Location identification entries
========

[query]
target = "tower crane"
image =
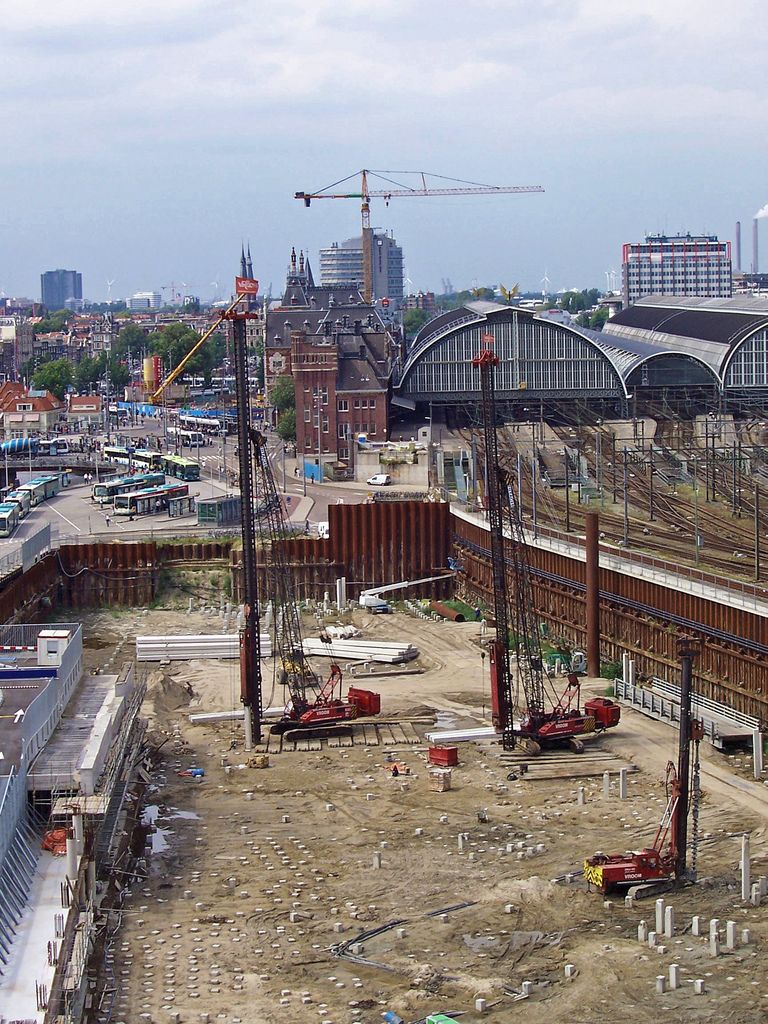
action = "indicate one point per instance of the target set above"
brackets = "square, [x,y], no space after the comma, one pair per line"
[544,718]
[396,189]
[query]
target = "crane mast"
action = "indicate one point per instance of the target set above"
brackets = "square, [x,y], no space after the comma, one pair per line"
[398,192]
[545,719]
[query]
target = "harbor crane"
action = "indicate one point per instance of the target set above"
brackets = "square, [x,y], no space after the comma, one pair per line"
[397,189]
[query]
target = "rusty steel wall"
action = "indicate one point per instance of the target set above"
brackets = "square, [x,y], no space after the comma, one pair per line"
[390,542]
[640,616]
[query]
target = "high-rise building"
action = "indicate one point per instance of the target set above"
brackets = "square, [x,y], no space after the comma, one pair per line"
[680,264]
[144,300]
[341,266]
[61,290]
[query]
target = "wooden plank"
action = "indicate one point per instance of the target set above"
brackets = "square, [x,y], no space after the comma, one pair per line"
[412,736]
[371,735]
[399,735]
[385,734]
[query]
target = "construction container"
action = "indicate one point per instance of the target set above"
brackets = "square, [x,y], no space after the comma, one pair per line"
[219,511]
[367,701]
[439,779]
[445,757]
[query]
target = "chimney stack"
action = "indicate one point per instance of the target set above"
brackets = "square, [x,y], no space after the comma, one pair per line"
[755,265]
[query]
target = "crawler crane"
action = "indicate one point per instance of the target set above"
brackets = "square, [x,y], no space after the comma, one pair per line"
[311,704]
[545,719]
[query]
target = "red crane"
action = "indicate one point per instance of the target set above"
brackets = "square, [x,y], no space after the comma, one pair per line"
[545,718]
[399,190]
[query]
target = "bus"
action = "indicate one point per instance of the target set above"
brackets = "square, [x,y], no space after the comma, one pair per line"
[151,501]
[208,424]
[148,461]
[38,489]
[8,518]
[188,438]
[105,492]
[182,469]
[53,446]
[114,453]
[22,498]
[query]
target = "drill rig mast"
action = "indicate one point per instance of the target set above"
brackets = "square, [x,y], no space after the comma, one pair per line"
[310,704]
[545,718]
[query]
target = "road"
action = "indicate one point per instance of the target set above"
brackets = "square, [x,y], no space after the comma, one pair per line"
[72,513]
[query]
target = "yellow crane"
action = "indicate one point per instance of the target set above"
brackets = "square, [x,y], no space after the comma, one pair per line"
[177,371]
[399,190]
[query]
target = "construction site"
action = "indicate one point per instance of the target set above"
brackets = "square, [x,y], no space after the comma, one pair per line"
[450,760]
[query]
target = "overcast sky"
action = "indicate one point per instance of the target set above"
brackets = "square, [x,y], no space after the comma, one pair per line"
[142,139]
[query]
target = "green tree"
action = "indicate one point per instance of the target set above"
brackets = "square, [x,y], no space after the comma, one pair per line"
[283,395]
[287,425]
[176,340]
[54,377]
[414,321]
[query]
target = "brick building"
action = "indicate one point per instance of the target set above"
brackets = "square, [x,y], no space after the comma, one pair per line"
[340,353]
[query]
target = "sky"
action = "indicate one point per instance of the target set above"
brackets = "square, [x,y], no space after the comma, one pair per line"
[144,140]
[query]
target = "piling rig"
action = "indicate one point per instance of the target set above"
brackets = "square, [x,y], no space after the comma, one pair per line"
[652,868]
[544,717]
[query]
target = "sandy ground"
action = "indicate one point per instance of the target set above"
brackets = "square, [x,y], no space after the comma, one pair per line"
[260,872]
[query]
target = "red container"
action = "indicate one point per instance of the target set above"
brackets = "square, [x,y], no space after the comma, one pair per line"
[367,701]
[445,757]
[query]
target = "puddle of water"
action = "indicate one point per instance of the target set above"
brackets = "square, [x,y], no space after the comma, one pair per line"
[158,836]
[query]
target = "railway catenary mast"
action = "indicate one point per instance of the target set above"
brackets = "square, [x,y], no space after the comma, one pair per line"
[544,719]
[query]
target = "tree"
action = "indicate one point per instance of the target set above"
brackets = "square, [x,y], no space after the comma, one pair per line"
[176,340]
[54,377]
[414,321]
[283,395]
[287,425]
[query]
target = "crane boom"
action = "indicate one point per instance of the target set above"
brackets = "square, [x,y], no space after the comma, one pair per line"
[399,192]
[224,314]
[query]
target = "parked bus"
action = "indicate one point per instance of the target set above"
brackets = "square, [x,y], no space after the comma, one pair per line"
[114,453]
[182,469]
[22,498]
[208,424]
[36,489]
[151,501]
[53,446]
[147,461]
[8,518]
[105,492]
[188,438]
[19,445]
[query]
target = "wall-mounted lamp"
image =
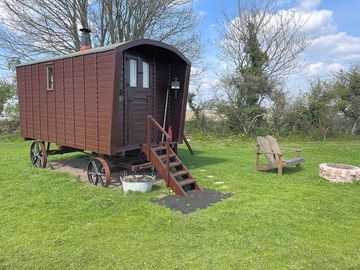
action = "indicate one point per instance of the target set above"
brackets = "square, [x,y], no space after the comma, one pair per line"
[175,85]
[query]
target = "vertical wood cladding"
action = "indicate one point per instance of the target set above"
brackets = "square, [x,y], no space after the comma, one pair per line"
[78,112]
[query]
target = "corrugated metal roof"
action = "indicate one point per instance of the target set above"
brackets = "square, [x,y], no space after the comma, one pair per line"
[94,50]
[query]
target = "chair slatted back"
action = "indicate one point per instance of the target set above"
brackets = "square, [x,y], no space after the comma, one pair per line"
[266,149]
[274,146]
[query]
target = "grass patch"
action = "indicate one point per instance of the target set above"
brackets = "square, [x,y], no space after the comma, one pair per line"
[51,220]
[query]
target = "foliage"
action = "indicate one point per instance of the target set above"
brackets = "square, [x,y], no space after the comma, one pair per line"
[51,220]
[7,93]
[260,50]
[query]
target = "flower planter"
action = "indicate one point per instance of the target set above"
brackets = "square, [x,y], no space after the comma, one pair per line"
[137,183]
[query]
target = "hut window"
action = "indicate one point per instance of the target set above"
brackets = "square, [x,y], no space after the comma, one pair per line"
[50,77]
[133,73]
[146,75]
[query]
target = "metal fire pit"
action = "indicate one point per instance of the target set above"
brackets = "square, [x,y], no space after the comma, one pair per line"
[339,173]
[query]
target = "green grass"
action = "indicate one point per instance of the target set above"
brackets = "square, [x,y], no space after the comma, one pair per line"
[51,220]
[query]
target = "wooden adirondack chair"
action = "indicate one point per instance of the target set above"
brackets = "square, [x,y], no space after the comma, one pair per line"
[274,156]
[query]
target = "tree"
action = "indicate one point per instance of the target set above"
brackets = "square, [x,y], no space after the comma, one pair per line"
[7,93]
[321,111]
[346,86]
[278,33]
[33,28]
[260,47]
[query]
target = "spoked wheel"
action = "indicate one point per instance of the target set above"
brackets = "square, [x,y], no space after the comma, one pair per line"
[38,155]
[98,172]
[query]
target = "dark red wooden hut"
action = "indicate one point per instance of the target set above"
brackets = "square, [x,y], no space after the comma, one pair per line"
[100,99]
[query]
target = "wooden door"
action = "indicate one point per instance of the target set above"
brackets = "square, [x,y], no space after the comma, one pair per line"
[139,97]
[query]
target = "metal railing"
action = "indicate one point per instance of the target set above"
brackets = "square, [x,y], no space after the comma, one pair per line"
[150,132]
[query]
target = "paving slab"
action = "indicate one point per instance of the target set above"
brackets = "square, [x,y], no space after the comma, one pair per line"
[194,200]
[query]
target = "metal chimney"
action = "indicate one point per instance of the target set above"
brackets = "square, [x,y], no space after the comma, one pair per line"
[85,42]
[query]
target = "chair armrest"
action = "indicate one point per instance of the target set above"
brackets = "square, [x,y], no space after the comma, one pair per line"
[273,153]
[293,149]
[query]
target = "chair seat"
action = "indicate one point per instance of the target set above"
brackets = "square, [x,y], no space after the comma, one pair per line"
[293,161]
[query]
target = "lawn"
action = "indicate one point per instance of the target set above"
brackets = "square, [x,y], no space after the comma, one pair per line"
[51,220]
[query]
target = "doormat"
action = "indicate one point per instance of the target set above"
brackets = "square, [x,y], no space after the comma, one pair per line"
[194,200]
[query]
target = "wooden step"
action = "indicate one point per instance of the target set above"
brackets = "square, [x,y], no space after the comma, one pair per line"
[175,164]
[162,157]
[180,173]
[159,148]
[187,182]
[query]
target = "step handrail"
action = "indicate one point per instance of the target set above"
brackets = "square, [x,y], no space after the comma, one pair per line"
[152,122]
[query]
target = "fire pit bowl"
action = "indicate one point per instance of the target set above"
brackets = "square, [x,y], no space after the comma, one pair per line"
[339,173]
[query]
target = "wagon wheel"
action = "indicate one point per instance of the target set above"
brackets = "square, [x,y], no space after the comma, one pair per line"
[38,155]
[98,172]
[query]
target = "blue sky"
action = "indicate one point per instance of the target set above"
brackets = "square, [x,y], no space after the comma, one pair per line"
[333,27]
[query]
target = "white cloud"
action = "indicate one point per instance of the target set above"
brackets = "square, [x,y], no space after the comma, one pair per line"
[308,4]
[339,46]
[321,69]
[317,22]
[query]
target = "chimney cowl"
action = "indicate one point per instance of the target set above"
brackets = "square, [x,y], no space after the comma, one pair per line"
[85,42]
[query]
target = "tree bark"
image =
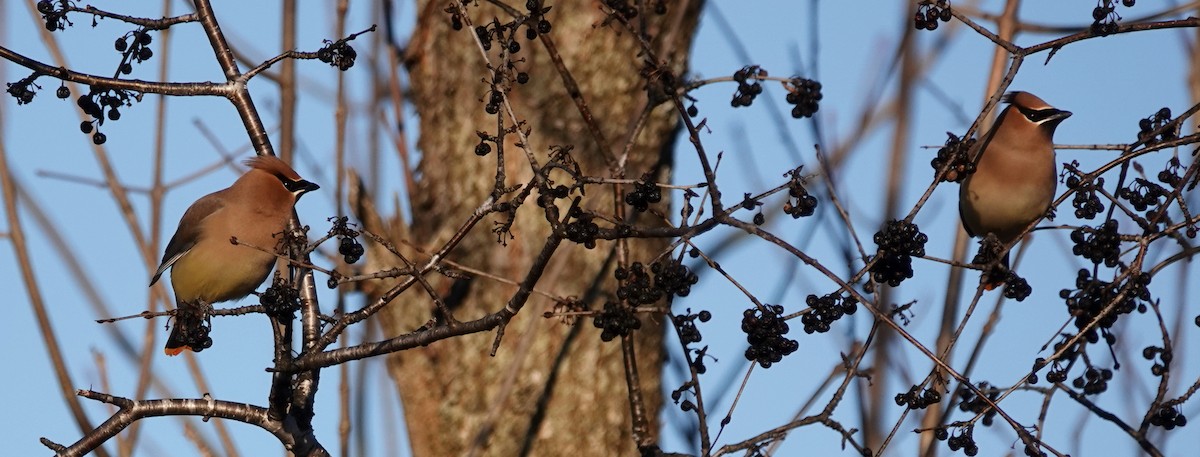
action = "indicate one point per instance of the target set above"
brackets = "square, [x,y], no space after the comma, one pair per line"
[551,389]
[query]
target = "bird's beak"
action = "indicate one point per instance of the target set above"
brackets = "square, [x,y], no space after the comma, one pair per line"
[303,187]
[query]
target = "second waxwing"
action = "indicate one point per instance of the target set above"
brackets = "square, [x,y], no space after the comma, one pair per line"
[1015,176]
[207,268]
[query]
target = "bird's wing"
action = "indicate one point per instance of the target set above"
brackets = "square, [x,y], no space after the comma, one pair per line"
[189,230]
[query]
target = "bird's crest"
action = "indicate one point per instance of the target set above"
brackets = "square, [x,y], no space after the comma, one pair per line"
[274,166]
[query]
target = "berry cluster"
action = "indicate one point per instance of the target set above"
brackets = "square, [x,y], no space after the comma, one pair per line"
[495,31]
[1017,288]
[1092,295]
[827,310]
[748,85]
[133,46]
[1104,17]
[636,287]
[1056,374]
[687,325]
[898,244]
[1143,194]
[195,326]
[1098,244]
[549,194]
[1170,174]
[1168,418]
[280,300]
[1087,204]
[1093,380]
[101,103]
[976,404]
[645,193]
[929,13]
[961,439]
[351,250]
[1147,126]
[347,244]
[339,54]
[955,157]
[537,19]
[687,404]
[624,7]
[799,202]
[582,229]
[804,95]
[54,13]
[1164,356]
[749,203]
[765,330]
[616,320]
[673,277]
[918,398]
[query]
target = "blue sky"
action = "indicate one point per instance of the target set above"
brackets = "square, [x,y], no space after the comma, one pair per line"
[1109,83]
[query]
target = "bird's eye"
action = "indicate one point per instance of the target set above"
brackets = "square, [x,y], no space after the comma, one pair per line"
[1038,115]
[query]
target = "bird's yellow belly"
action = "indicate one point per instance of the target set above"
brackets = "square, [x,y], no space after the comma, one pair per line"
[235,275]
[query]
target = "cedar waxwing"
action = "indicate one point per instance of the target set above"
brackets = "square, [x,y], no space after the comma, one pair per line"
[207,268]
[1015,178]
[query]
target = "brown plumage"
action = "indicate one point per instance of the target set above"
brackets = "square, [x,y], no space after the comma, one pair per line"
[1015,178]
[207,268]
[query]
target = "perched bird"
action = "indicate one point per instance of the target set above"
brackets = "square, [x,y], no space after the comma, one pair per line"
[207,268]
[1015,178]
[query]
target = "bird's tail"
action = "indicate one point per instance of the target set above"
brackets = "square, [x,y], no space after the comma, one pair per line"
[175,344]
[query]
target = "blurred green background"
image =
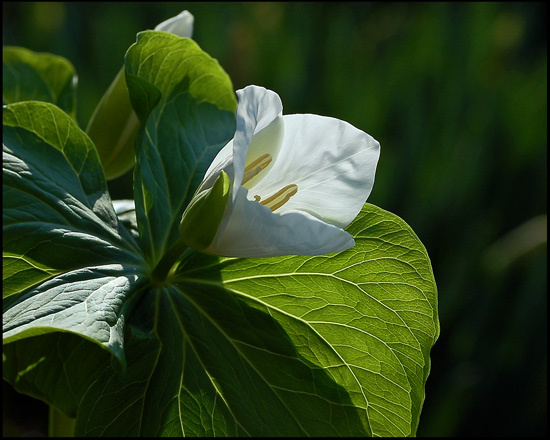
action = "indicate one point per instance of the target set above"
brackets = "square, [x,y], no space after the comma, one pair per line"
[456,94]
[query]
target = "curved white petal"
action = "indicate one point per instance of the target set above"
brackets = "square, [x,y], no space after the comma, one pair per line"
[254,231]
[257,109]
[180,25]
[259,131]
[332,163]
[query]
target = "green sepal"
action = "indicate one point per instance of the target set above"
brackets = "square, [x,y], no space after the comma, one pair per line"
[201,220]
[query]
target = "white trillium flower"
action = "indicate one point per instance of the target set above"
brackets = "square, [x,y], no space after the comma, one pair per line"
[180,25]
[295,181]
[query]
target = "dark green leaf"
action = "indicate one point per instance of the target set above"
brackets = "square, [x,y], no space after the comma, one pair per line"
[31,76]
[187,104]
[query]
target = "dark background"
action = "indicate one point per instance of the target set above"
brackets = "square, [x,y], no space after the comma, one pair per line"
[456,94]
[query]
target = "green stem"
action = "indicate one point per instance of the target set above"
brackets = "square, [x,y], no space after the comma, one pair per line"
[167,261]
[60,425]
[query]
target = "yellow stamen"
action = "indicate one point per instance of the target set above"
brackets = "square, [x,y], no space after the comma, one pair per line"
[254,168]
[280,197]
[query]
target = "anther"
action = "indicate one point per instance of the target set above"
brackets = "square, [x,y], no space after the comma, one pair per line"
[254,168]
[280,197]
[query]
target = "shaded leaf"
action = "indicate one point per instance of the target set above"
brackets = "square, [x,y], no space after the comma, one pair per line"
[186,103]
[32,76]
[57,213]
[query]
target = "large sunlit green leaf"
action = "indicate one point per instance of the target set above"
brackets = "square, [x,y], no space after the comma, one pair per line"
[186,102]
[327,345]
[32,76]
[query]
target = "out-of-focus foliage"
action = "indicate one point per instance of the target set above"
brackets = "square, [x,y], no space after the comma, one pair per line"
[456,93]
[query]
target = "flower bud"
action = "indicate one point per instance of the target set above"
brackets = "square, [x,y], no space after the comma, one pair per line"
[202,217]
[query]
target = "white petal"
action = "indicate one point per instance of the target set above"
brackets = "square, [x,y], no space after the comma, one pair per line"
[332,163]
[180,25]
[257,109]
[254,231]
[259,123]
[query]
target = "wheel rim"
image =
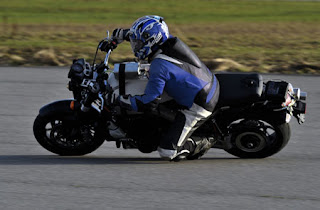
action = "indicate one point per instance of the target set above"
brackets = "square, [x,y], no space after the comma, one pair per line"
[68,136]
[250,142]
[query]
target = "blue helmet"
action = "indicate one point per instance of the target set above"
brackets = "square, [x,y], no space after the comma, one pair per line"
[147,34]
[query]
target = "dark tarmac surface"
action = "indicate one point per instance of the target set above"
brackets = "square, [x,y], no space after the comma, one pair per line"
[111,178]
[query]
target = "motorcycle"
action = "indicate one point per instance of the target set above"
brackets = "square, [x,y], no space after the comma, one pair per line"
[251,119]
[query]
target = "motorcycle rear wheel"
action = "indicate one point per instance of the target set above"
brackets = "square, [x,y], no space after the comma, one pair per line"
[251,141]
[61,135]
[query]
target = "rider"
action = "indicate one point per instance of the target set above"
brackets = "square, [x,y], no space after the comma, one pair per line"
[176,70]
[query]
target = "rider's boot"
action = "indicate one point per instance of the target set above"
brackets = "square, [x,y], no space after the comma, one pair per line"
[201,146]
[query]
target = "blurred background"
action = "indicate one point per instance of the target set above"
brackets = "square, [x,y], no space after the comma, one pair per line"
[228,35]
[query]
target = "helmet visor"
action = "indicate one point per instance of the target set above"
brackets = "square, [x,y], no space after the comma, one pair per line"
[136,45]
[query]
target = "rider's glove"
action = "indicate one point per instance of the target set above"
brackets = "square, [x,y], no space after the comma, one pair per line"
[120,34]
[106,46]
[124,102]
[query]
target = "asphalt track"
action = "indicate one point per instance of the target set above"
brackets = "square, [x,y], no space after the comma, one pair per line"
[110,178]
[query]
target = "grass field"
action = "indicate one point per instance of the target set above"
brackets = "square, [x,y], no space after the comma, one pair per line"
[262,35]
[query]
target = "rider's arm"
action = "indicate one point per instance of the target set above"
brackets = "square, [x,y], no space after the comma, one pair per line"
[157,79]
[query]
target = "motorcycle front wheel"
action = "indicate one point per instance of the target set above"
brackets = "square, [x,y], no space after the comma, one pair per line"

========

__Requirement__.
How many lines in the records above contain the word "chimney"? Reply with the number alone.

__Solution to the problem__.
3